A coisa pode tomar níveis ultra-profissionais, como no caso do russos que fingem serem distraídos e simulam um atropelamento para ganhar uma indenização ou processar o motorista (por isso os motoristas andam com cameras no painel, sempre ligadas e gravando).

https://www.youtube.com/watch?v=9GueM3uJcK4

Aliás, quantos casos de “afastamento do trabalho por incapacidade”, “aposentadoria por invalidez”, “auxílio-qualquer coisa” ou “cota de qualquer coisa” devem existir por aí justamente por uma incompetência estratégica muito bem desenhada, capaz de literalmente mudar a vida de um monte de pessoas? Tem gente sendo sustentada por mim e por você, PARA O RESTO DA VIDA, e a gente achando que o PAPER JAM era um bom exemplo.

Sua vez

E você?

Vamos lá, tá na hora de confessar alguma incompetência estratégica que você já tenha utilizado. Ou “de algum amigo(a)”, se preferir.

Eu até confessaria as minhas, mas o post tá ficando longo demais. ;)

9 comments
  1. “Aliás, quantos casos de “afastamento do trabalho por incapacidade”, “aposentadoria por invalidez”, “auxílio-qualquer coisa” ou “cota de qualquer coisa” devem existir por aí justamente por uma incompetência estratégica muito bem desenhada, capaz de literalmente mudar a vida de um monte de pessoas? Tem gente sendo sustentada por mim e por você, PARA O RESTO DA VIDA, e a gente achando que o PAPER JAM era um bom exemplo.”

    Só eu vi um puta preconceito aqui?? A pérola “cota de qualquer coisa”!!!! Acho que vai demorar pra que leia algo tão ruim.

    1. Oi Felipe. Não é um preconceito. Também, obviamente, não é uma regra. Mas tá longe de ser uma exceção. O post não está criticando nenhuma dessas iniciativas, mas sim quem se beneficia indevidamente delas simulando uma incompetência estratégica. Prejudicando diretamente aqueles que precisam de verdade de ajuda.

      Dois exemplos recentes são justamente as pessoas que fingiram precisar do auxílio emergencial da pandemia e as 15 fraudes nas cotas na Universidade de Brasília.

__________

O QUE FAZER:
Responda com base no trecho acima:
1. Segundo o trecho, por que os motoristas russos andam com câmeras no painel?
2. Que motivo o autor dá para não confessar as próprias incompetências estratégicas?
3. Quais dois exemplos recentes a resposta a Felipe cita?

DADOS FORNECIDOS:
__________

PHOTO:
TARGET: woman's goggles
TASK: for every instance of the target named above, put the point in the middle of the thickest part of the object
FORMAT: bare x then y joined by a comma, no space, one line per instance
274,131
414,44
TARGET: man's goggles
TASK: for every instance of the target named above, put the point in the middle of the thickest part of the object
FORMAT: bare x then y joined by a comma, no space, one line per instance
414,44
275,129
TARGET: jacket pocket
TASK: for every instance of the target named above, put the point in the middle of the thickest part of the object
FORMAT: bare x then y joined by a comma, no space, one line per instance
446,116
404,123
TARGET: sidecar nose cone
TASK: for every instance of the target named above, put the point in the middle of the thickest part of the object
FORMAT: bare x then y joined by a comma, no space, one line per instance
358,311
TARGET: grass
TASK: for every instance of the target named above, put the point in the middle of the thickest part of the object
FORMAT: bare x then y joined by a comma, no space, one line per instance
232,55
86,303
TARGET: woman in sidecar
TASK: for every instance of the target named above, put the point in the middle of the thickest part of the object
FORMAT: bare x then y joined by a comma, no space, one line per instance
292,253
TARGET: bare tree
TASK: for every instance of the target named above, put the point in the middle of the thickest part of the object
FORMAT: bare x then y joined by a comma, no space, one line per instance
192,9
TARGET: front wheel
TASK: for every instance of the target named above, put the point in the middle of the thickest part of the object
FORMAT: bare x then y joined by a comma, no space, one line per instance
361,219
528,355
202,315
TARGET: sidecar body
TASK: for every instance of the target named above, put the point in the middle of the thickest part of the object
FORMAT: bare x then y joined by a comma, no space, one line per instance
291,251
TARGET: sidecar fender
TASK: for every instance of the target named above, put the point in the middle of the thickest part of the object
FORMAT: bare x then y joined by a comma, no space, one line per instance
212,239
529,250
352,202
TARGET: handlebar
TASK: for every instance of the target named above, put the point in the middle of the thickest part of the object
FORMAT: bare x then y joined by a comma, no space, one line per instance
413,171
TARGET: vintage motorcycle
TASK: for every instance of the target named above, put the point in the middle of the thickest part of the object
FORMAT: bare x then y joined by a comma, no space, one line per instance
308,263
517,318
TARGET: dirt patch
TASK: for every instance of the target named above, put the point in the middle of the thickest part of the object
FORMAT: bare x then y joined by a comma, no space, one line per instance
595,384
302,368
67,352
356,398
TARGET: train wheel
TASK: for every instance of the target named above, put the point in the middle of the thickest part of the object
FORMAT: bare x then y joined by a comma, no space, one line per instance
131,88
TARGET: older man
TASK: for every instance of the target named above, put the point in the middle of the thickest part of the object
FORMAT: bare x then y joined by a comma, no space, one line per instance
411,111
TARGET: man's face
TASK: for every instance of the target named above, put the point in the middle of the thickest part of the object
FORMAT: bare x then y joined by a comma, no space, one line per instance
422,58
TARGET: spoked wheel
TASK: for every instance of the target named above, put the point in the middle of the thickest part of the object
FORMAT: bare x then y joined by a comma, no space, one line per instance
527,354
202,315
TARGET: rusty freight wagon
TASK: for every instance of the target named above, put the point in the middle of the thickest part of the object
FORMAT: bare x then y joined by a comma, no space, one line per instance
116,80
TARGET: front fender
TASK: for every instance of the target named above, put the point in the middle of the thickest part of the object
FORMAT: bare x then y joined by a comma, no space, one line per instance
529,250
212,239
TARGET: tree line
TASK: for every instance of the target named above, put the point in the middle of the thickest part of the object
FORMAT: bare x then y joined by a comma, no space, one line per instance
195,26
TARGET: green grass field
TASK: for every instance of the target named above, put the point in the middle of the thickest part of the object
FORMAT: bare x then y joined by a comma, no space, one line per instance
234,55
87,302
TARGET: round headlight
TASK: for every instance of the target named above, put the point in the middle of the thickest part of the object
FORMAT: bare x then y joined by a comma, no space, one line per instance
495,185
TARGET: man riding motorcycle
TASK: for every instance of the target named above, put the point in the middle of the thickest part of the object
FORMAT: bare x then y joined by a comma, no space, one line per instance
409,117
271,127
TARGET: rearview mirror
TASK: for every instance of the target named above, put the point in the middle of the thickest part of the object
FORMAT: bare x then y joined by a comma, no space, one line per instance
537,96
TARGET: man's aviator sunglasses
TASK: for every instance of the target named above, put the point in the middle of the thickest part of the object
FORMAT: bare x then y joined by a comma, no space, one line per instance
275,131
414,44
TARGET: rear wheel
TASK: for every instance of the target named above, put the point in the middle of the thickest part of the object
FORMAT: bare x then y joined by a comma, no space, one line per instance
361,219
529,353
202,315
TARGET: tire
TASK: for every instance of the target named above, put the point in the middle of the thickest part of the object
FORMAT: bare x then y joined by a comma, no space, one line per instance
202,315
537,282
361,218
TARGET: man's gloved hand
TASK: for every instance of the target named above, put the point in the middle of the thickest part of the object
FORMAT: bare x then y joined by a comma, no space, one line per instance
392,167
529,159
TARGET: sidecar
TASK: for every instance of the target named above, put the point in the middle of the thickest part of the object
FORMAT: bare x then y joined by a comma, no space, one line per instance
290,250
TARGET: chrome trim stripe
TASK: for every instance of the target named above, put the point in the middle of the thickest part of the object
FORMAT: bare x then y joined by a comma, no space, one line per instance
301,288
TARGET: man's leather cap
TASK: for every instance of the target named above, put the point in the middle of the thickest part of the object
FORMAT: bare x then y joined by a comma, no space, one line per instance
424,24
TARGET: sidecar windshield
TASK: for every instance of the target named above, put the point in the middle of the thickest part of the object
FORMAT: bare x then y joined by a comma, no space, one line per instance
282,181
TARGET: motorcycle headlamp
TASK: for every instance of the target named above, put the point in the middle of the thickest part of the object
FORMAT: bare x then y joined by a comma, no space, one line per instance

__________

SUA RESPOSTA:
1. Porque há russos que fingem ser distraídos e simulam um atropelamento para ganhar uma indenização ou processar o motorista.
2. O post está ficando longo demais.
3. As pessoas que fingiram precisar do auxílio emergencial da pandemia e as 15 fraudes nas cotas na Universidade de Brasília.